→ WORK REQUIRED:
Rewrite the stretch of records from the line containing "Can you spot the cumulus" through the line containing "x=122, y=225", changing "white patio umbrella" to "striped beach umbrella" and leaving everything else unchanged.

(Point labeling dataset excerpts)
--- Begin ---
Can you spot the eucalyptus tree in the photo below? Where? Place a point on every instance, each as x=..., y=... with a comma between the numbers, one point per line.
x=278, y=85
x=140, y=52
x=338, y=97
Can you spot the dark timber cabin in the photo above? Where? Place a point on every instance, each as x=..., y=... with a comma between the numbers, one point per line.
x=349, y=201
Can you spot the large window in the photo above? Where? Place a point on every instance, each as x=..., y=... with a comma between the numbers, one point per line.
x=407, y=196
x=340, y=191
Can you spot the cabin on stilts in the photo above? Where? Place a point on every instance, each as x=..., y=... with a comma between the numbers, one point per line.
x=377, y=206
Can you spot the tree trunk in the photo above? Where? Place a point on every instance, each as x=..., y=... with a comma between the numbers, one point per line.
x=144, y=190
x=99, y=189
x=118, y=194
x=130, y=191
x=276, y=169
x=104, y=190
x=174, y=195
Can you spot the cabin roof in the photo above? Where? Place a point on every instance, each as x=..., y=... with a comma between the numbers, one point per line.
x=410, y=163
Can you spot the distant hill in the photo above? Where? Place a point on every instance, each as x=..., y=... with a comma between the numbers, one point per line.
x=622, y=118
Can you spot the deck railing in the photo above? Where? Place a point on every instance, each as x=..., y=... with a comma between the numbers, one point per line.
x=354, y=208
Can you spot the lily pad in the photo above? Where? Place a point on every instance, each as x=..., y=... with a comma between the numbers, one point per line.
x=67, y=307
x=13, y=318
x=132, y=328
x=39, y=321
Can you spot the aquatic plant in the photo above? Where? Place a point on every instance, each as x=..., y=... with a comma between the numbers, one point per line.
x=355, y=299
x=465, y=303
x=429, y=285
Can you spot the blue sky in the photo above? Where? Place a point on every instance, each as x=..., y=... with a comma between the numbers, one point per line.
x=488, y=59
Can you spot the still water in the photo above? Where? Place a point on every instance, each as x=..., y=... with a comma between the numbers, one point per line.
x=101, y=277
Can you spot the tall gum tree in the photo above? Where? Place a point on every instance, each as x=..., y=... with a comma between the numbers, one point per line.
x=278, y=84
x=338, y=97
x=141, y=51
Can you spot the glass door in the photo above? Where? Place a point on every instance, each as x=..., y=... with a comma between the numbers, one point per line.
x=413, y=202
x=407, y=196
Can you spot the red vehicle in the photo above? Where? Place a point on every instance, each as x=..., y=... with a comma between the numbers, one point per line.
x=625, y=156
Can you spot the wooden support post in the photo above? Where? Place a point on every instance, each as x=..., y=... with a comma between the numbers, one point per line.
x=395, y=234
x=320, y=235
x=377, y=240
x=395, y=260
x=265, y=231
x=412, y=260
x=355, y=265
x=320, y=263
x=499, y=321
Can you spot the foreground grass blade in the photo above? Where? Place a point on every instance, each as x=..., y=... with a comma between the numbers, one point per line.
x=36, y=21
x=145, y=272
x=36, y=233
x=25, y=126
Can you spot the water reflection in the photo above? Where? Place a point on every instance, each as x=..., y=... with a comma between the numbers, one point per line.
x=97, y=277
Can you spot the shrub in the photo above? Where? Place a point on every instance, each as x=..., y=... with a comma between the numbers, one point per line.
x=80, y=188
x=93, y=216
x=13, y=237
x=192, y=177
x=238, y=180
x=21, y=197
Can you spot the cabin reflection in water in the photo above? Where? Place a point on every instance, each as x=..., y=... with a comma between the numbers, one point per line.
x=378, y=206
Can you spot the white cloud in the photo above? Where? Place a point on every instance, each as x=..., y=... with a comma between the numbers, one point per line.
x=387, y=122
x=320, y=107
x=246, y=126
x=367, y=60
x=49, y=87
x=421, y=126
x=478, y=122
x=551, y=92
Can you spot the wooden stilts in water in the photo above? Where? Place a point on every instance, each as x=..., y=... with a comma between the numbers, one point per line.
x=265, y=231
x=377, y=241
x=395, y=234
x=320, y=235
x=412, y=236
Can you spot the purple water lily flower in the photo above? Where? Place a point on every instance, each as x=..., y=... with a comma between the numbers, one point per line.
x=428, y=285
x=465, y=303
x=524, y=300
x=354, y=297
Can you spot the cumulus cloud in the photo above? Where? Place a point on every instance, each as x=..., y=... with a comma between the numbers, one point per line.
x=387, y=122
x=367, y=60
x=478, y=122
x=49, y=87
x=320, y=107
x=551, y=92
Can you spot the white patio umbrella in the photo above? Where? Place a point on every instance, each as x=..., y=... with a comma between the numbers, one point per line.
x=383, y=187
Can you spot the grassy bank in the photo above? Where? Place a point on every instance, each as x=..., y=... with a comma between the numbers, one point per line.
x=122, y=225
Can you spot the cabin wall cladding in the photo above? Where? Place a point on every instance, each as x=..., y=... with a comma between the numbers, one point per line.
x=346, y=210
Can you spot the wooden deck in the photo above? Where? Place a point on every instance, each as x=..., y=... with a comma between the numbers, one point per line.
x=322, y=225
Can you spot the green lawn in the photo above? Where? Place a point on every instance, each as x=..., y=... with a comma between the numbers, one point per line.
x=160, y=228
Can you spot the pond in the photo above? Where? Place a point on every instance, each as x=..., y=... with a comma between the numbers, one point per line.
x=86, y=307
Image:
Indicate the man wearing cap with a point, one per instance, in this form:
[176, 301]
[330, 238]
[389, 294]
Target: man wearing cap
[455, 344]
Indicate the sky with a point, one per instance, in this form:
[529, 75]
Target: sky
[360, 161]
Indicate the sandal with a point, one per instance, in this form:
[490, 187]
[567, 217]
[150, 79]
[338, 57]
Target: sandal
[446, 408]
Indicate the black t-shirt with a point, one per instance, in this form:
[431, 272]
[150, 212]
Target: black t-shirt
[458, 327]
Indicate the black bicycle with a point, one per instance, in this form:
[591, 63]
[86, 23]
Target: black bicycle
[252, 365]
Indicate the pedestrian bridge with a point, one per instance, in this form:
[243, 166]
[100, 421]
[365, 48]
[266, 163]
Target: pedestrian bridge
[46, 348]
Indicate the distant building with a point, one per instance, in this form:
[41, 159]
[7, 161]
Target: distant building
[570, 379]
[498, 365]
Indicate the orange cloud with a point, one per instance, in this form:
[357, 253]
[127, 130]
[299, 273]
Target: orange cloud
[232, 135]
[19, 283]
--- End ---
→ TASK OUTPUT:
Can you spot the cumulus cloud in the photo above? Where? Place a point on every instance, each as x=..., y=... with a comma between the numbers, one point per line.
x=387, y=122
x=367, y=60
x=478, y=122
x=49, y=87
x=320, y=107
x=551, y=92
Can you spot the striped beach umbrella in the photo above? Where? Place a point on every instance, each as x=..., y=... with a comma between the numbers, one point per line.
x=383, y=187
Can you spot the grassy bank in the photo above? Where? Place a point on every instance, each as x=..., y=... with a comma between the numbers, one point per line.
x=122, y=225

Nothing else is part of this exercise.